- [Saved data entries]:
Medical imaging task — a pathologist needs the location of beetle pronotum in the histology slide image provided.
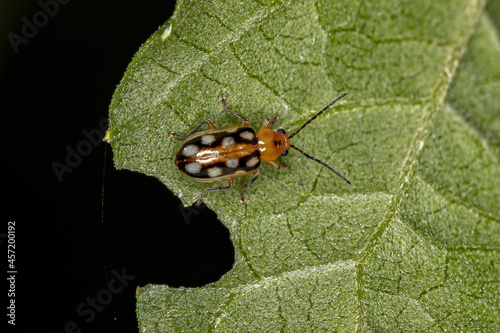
[170,93,351,205]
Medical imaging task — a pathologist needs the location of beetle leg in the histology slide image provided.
[196,178,234,206]
[266,161,280,169]
[241,170,259,203]
[169,119,216,139]
[220,95,250,126]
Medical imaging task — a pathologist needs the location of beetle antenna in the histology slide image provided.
[290,143,351,185]
[288,93,347,137]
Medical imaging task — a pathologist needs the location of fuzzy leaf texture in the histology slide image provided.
[107,0,500,333]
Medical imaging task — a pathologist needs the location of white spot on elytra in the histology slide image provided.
[247,157,259,168]
[240,131,255,141]
[226,158,239,168]
[186,162,201,174]
[182,145,198,157]
[207,167,222,178]
[222,136,234,148]
[201,134,215,145]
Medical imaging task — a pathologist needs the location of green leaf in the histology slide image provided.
[107,0,500,332]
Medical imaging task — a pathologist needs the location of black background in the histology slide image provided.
[0,0,234,332]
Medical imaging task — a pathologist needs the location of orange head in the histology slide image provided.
[257,93,351,184]
[257,128,290,161]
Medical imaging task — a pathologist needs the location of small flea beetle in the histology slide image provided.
[170,93,351,205]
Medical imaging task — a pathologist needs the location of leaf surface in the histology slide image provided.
[107,0,500,332]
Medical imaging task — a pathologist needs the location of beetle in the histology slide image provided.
[170,93,351,205]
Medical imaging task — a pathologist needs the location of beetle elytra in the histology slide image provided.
[170,93,351,205]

- [PROBLEM DESCRIPTION]: Copy out every line of the listing above word for word, and leave out the pictures.

- [EXERCISE RESULT]:
Medical imaging task — a pathologist needs the location of beetle pronotum in the histology slide image provided.
[170,93,351,205]
Medical imaging task — a pathologist needs the location of beetle leg in the histology slide image provided.
[196,178,234,206]
[266,161,280,169]
[241,170,259,203]
[169,119,216,139]
[220,95,250,126]
Medical imaging task — a pathologist needs the location of beetle antenna in the histology slide image provided.
[290,143,351,185]
[288,93,347,137]
Medical imaging task — a pathologist needs the location of fuzzy leaf texture in the histology slide image provided.
[107,0,500,333]
Medical imaging task — a pathologist needs the location of white spot on elytra in the histology slide image provided.
[247,157,259,168]
[240,131,255,141]
[226,158,239,168]
[186,162,201,174]
[182,145,198,157]
[207,167,222,178]
[222,136,234,148]
[201,134,215,145]
Medical imaging task — a pathologist needs the location of green leaf in the histology slide image provided.
[107,0,500,332]
Medical imaging task — a pathologist needs the location of black background in the histology slide image provided.
[0,0,234,332]
Medical imaging task — a pathologist needs the location of orange head in the histology slide image provided.
[257,93,351,184]
[257,128,290,161]
Medical imaging task — a pathologist needs the location of small flea beetle in the histology slide image provided.
[170,93,351,205]
Medical imaging task — a pathologist needs the location of leaf surface in the histology slide image provided.
[107,0,500,332]
Medical imaging task — a pathologist needs the location of beetle in the histology slide image provided.
[170,93,351,205]
Medical imaging task — a pathologist needs the location of beetle elytra in the histology slide image provided.
[170,93,351,205]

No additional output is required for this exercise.